Could you repeat the listing below exactly while leaving its pictures behind?

***** Data supplied

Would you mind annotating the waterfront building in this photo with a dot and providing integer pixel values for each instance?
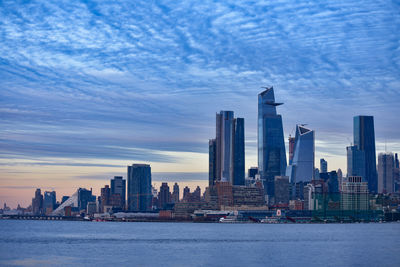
(212, 162)
(340, 178)
(316, 173)
(248, 196)
(186, 194)
(386, 164)
(291, 149)
(227, 164)
(296, 204)
(238, 160)
(37, 202)
(64, 198)
(49, 201)
(118, 188)
(396, 175)
(196, 195)
(139, 187)
(252, 172)
(281, 190)
(323, 164)
(364, 139)
(302, 167)
(355, 162)
(105, 196)
(175, 193)
(83, 197)
(331, 181)
(270, 141)
(225, 194)
(91, 208)
(164, 196)
(354, 194)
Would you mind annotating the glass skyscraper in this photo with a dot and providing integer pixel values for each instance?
(212, 147)
(364, 139)
(139, 187)
(227, 163)
(238, 153)
(271, 144)
(118, 186)
(302, 167)
(355, 162)
(386, 164)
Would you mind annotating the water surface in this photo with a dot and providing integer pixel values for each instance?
(49, 243)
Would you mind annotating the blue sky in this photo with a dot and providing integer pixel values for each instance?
(94, 86)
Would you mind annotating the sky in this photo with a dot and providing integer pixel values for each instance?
(89, 87)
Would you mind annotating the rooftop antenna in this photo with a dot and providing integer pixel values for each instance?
(385, 146)
(351, 143)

**********

• Problem solution:
Would you mind annotating the waterfront building in this photo with a dot and providing integer pixel values for each instance?
(212, 162)
(340, 178)
(316, 173)
(248, 196)
(186, 194)
(386, 164)
(291, 149)
(227, 164)
(296, 204)
(238, 160)
(37, 202)
(64, 198)
(49, 201)
(118, 188)
(396, 175)
(196, 195)
(139, 187)
(252, 172)
(281, 190)
(323, 164)
(364, 139)
(302, 167)
(355, 162)
(105, 196)
(175, 193)
(83, 197)
(331, 181)
(270, 141)
(225, 194)
(91, 208)
(164, 196)
(354, 194)
Would you mind annotating the glass skyscraper in this photo with a dot and providing integer pixel values for each instance?
(212, 147)
(364, 139)
(139, 187)
(227, 163)
(238, 153)
(271, 144)
(118, 186)
(302, 167)
(355, 162)
(386, 164)
Would you mind annotating the water surface in this photo with a dot and providing integer pixel values for each instance?
(49, 243)
Would you mind annotating the blue sky in this photo with a dot and providing integer pixel values for each instance?
(94, 86)
Would you mind annotating the sky in this photo with a dot and providing integer pixel values for each instance?
(89, 87)
Would you mind annotating the rooftop antenna in this photo with a dot and providing integer pixel values for each instance?
(385, 146)
(351, 143)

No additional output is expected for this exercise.